Zero-emission truck and electric train should be charged the same
European policy makers should find a way of charging for infrastructure that incentivises the greenest possible choice of modality. This requires a multimodal approach, rather than an isolated policy for a single transport sector, say the European industry associations the UIRR, CER and ERFA. Thus, no waiving tolls for electric trucks, but more incentives to take the train, is the argument of the groups.
Charging for infrastructure is the topic of a half-day conference that RailFreight.com jointly organises with the UIRR this Friday. That morning, the level playing field or lack thereof for the road and rail transport industries will be discussed with high-level speakers from the parties mentioned above and others.
The timing of the event is eminent in the wake of the Eurovignette Directive revision and upcoming legislative proposals on the ‘Fit for 55 Package’. The latter includes several revisions and initiaves linked to the European Green Deal climate actions, in particular the target of a 55 per cent net reduction. The UIRR, CER and ERFA call on the European Commission to pursue a “comprehensive and ambitious approach to internalisation of external costs during these political negotiations”.
Internalisation of external costs
The internalisation of external costs is an often used political term to indicate the compensation within a transport sector for the external costs made. These external costs are for example noise, air pollution, congestion and accidents. Although the topic has been on the agenda for many years, very little has been achieved, the parties say. According to them, the principles have not been equally implemented in all transport sectors, which results in an unequal playing field.

------

● **Exercise 1**: Rescale the records by reproducing every line, requests included, with each point coordinate multiplied by 0.35 and rounded to a whole number, halves rounding up.
The records that come next are unrelated to the article.

(Saved data)
------

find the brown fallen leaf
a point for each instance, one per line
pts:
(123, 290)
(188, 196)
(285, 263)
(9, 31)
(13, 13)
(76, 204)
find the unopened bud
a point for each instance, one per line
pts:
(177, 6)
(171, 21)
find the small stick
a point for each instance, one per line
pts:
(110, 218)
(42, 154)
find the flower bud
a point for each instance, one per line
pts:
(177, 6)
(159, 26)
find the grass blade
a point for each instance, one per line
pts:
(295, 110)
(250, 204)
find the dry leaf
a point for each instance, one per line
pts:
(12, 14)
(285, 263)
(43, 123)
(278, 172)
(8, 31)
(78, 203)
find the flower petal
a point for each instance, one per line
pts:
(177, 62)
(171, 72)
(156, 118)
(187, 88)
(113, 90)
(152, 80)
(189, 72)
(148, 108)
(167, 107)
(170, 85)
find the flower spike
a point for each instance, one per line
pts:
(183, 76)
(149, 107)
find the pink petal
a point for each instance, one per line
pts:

------

● **Exercise 2**: Write out the article on infrastructure charging from "Charging for infrastructure is" up to and including "above and others.", putting "full-day" in place of "half-day".

● **Exercise solution 1**:
find the brown fallen leaf
a point for each instance, one per line
pts:
(43, 102)
(66, 69)
(100, 92)
(3, 11)
(5, 5)
(27, 71)
find the unopened bud
a point for each instance, one per line
pts:
(62, 2)
(60, 7)
find the small stick
a point for each instance, one per line
pts:
(39, 76)
(15, 54)
find the flower bud
a point for each instance, one per line
pts:
(62, 2)
(56, 9)
find the grass blade
a point for each instance, one per line
pts:
(103, 39)
(88, 71)
find the dry leaf
a point for each instance, one per line
pts:
(4, 5)
(100, 92)
(15, 43)
(97, 60)
(3, 11)
(27, 71)
find the flower petal
a point for each instance, one per line
pts:
(62, 22)
(60, 25)
(55, 41)
(65, 31)
(40, 32)
(53, 28)
(66, 25)
(52, 38)
(58, 37)
(60, 30)
find the flower spike
a point for each instance, one per line
pts:
(64, 27)
(52, 37)
find the pink petal
a point for each instance, one per line
pts:

● **Exercise solution 2**:
Charging for infrastructure is the topic of a full-day conference that RailFreight.com jointly organises with the UIRR this Friday. That morning, the level playing field or lack thereof for the road and rail transport industries will be discussed with high-level speakers from the parties mentioned above and others.